#### [Collected data]
———

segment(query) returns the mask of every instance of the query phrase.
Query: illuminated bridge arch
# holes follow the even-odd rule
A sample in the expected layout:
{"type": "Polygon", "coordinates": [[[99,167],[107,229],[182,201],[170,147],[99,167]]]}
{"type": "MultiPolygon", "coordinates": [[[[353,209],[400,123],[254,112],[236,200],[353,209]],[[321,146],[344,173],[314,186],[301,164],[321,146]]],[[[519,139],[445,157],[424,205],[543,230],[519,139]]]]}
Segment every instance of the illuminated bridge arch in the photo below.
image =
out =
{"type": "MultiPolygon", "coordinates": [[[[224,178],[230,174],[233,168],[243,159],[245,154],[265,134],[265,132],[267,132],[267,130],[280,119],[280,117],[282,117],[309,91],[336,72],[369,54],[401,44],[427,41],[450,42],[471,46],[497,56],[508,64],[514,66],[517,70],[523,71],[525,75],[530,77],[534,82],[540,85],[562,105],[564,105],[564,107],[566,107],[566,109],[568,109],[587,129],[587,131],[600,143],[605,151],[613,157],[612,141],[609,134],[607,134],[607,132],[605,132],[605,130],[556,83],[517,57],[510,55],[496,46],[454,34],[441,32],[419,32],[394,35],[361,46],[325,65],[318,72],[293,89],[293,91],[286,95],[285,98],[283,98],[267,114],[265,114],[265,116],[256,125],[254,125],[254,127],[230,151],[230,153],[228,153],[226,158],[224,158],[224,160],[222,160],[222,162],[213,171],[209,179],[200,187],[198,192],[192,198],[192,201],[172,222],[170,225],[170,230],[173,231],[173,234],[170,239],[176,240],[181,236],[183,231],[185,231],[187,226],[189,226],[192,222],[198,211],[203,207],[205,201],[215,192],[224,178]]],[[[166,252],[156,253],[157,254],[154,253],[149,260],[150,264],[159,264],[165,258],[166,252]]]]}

———

#### [EXERCISE BRIEF]
Write down only the closing run of lines: the one containing "Segment every instance" and every line after it to the end of the entries, exactly.

#### [RESULT OF THIS EXERCISE]
Segment every instance of the illuminated bridge arch in the photo below.
image =
out =
{"type": "MultiPolygon", "coordinates": [[[[224,178],[230,174],[233,168],[243,159],[245,154],[265,134],[265,132],[267,132],[267,130],[280,119],[280,117],[282,117],[309,91],[336,72],[369,54],[401,44],[427,41],[450,42],[471,46],[497,56],[508,64],[514,66],[517,70],[523,71],[525,75],[530,77],[534,82],[540,85],[562,105],[564,105],[564,107],[566,107],[566,109],[568,109],[587,129],[587,131],[600,143],[605,151],[613,157],[612,141],[609,134],[607,134],[607,132],[605,132],[605,130],[556,83],[517,57],[510,55],[496,46],[454,34],[441,32],[419,32],[394,35],[361,46],[325,65],[318,72],[293,89],[293,91],[286,95],[285,98],[283,98],[267,114],[265,114],[265,116],[256,125],[254,125],[254,127],[230,151],[230,153],[228,153],[226,158],[224,158],[224,160],[222,160],[222,162],[213,171],[209,179],[200,187],[198,192],[192,198],[192,201],[172,222],[170,225],[170,230],[173,231],[173,234],[170,239],[176,240],[181,236],[183,231],[185,231],[187,226],[189,226],[192,222],[198,211],[203,207],[205,201],[215,192],[224,178]]],[[[166,252],[156,253],[157,254],[154,253],[149,260],[150,264],[159,264],[165,258],[166,252]]]]}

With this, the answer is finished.